### About this task
Reproduce precisely the lines between the start of the data below and the line with "347L443 607L1085 634L1183", both included.

**** Provided data

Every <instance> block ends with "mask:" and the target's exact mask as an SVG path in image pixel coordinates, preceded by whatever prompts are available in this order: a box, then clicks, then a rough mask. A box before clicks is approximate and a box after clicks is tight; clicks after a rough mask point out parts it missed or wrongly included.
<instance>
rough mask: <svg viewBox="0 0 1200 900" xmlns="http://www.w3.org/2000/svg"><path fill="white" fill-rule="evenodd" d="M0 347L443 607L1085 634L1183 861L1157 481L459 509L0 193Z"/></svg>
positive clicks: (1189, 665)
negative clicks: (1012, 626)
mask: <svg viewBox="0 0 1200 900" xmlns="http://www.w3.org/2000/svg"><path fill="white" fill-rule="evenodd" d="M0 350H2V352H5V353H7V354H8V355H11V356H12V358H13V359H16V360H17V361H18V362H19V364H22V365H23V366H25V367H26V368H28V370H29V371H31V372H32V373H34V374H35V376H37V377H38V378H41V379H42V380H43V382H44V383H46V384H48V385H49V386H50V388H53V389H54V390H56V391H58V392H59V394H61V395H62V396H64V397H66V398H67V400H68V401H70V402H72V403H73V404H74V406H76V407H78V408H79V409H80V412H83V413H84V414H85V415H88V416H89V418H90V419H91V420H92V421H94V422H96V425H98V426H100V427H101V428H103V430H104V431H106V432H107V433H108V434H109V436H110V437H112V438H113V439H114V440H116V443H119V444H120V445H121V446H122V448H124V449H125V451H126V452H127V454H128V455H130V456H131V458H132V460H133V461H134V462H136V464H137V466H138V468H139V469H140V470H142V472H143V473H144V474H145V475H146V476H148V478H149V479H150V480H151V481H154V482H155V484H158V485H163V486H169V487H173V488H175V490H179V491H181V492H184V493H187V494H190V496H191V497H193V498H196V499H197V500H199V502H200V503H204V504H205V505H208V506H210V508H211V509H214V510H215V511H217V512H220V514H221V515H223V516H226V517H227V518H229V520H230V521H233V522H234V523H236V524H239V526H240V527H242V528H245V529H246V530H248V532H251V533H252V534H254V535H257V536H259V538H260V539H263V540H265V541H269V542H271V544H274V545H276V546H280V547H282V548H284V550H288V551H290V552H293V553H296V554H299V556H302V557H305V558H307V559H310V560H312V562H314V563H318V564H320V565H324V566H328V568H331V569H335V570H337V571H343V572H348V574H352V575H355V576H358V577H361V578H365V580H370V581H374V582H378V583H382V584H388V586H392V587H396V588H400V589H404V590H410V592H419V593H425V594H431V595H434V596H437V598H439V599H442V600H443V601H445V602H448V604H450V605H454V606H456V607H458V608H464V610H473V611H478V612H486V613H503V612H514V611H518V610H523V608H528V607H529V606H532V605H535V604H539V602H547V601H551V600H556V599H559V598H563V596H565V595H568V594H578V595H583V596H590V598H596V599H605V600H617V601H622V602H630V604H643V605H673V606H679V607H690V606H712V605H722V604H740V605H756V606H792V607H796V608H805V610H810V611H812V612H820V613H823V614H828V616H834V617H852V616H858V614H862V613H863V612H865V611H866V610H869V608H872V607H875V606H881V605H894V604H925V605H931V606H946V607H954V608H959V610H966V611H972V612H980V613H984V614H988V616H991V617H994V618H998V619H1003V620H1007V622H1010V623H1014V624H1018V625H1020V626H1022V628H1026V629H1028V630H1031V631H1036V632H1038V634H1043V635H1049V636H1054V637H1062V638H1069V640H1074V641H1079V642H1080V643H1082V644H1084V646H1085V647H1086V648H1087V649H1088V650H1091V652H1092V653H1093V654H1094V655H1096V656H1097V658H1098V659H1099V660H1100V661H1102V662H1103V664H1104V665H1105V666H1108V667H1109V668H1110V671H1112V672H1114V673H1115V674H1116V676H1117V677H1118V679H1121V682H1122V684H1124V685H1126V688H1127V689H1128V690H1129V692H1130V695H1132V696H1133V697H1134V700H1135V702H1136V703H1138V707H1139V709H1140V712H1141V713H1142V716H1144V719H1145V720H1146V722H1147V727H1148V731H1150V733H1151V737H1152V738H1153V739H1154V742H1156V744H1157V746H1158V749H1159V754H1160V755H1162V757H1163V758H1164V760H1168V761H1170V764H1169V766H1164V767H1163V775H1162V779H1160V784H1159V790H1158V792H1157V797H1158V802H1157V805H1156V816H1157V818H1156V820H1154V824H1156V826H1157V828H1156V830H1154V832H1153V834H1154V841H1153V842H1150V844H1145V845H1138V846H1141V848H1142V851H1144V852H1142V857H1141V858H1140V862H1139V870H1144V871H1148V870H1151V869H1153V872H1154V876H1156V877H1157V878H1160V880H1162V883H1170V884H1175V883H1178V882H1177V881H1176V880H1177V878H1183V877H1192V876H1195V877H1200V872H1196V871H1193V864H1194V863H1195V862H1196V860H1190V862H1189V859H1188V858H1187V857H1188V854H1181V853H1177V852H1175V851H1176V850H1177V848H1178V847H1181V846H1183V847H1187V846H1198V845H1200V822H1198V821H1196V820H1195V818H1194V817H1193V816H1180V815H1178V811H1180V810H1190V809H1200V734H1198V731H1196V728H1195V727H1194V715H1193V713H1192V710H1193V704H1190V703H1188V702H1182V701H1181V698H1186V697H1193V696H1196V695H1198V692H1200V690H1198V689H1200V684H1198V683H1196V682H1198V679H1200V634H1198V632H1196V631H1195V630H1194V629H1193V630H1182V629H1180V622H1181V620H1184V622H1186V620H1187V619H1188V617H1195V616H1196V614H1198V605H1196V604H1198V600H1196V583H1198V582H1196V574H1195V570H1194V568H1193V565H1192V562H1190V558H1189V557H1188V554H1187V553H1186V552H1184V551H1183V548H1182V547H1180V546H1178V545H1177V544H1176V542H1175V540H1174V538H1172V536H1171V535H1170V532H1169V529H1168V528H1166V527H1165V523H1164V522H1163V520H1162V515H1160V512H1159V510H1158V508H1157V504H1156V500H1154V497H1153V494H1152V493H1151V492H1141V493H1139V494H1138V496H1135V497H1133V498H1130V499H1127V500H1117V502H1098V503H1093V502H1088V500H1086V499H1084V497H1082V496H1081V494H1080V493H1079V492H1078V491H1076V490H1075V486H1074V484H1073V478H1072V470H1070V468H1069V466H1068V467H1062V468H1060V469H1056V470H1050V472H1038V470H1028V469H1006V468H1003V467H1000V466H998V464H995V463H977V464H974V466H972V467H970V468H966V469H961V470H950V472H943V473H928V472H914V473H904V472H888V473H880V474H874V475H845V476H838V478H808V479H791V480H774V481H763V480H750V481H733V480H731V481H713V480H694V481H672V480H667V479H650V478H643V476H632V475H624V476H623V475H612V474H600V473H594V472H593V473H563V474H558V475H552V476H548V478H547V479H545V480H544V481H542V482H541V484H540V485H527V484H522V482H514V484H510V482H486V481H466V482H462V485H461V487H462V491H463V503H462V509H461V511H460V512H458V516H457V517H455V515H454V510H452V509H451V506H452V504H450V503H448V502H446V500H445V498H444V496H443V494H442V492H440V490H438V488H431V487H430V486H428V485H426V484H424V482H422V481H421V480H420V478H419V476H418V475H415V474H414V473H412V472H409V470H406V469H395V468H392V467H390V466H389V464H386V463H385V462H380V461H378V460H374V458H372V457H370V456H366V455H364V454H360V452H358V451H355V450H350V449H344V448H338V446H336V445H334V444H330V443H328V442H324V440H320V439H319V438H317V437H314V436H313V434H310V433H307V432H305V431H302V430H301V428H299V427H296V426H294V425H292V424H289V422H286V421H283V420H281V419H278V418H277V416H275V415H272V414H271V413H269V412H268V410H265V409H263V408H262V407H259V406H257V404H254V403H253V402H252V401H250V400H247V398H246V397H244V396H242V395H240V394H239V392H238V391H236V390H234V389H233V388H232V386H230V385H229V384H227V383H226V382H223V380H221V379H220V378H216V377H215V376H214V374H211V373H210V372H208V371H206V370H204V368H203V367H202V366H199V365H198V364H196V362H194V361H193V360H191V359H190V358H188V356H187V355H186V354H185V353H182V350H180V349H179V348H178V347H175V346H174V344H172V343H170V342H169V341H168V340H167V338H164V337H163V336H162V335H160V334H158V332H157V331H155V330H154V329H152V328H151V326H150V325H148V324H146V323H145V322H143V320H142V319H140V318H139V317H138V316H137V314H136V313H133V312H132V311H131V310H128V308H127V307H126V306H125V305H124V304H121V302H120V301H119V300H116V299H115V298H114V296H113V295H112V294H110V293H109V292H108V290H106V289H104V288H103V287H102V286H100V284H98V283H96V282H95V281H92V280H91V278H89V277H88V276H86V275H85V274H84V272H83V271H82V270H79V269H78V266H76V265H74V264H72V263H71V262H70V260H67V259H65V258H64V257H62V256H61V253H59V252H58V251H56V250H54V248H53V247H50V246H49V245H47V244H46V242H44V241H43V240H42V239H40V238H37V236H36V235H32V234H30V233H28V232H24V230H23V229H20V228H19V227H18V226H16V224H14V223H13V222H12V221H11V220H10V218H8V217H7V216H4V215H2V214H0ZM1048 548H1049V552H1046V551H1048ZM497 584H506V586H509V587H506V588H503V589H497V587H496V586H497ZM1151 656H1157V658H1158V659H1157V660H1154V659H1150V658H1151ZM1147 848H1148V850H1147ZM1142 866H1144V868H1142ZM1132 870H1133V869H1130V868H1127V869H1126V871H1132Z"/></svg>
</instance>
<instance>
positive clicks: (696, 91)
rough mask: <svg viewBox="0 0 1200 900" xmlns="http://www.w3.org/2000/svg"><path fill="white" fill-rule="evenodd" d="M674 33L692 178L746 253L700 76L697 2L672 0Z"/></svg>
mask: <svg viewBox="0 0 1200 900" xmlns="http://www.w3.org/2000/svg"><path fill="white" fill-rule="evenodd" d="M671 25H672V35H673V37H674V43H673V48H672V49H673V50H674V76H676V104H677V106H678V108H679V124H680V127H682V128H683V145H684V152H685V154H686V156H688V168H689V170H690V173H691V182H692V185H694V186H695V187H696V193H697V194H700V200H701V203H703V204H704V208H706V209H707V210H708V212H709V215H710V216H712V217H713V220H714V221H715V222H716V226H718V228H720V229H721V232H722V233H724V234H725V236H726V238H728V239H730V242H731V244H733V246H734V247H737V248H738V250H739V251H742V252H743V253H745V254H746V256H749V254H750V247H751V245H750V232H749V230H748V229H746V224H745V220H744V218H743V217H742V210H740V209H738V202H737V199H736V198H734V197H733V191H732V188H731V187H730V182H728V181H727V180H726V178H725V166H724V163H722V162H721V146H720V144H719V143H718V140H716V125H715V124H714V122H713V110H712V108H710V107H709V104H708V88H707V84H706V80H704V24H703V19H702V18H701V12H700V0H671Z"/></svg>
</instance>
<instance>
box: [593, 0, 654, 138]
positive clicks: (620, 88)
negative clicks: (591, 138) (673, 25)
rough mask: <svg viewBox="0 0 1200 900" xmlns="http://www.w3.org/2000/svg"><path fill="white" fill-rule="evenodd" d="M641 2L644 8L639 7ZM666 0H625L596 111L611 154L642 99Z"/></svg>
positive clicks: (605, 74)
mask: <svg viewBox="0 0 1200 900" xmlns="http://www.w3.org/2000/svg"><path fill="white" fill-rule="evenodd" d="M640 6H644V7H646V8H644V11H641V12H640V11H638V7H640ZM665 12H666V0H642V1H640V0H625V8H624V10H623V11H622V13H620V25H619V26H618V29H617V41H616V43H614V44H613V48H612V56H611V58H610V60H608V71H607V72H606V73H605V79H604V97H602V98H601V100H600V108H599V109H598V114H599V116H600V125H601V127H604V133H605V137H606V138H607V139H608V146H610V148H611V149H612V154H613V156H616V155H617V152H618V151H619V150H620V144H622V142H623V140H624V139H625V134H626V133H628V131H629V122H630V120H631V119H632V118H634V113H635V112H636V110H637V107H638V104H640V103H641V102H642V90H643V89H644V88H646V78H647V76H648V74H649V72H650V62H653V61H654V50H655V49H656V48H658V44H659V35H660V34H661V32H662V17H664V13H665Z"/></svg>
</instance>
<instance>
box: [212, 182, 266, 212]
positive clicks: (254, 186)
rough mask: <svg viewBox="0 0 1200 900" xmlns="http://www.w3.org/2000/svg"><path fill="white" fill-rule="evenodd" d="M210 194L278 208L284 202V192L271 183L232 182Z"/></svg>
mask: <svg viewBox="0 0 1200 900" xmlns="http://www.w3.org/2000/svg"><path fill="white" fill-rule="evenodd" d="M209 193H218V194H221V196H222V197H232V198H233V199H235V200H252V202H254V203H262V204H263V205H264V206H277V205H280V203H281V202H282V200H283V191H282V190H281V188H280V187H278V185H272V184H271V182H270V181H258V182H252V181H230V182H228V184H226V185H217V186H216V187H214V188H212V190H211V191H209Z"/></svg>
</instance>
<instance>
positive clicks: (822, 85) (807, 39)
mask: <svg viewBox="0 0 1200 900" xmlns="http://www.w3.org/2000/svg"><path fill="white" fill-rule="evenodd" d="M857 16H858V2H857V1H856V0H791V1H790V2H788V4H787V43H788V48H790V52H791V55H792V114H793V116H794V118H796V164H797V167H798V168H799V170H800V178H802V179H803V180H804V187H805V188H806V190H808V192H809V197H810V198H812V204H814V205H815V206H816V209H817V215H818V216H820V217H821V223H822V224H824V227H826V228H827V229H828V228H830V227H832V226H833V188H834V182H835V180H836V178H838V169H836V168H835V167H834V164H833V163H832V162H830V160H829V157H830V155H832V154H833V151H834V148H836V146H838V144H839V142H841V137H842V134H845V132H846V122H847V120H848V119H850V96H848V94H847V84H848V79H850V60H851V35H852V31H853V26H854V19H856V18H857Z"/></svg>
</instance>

********

### Solved exercise
Every <instance> block ends with "mask:" and the target's exact mask as an SVG path in image pixel coordinates, preceded by whatever prompts are available in this order: a box, then clicks, then a rough mask. A box before clicks is approximate and a box after clicks is tight; clicks after a rough mask point out parts it missed or wrongly included.
<instance>
rough mask: <svg viewBox="0 0 1200 900" xmlns="http://www.w3.org/2000/svg"><path fill="white" fill-rule="evenodd" d="M0 347L443 607L1085 634L1183 861L1157 481L459 509L0 193Z"/></svg>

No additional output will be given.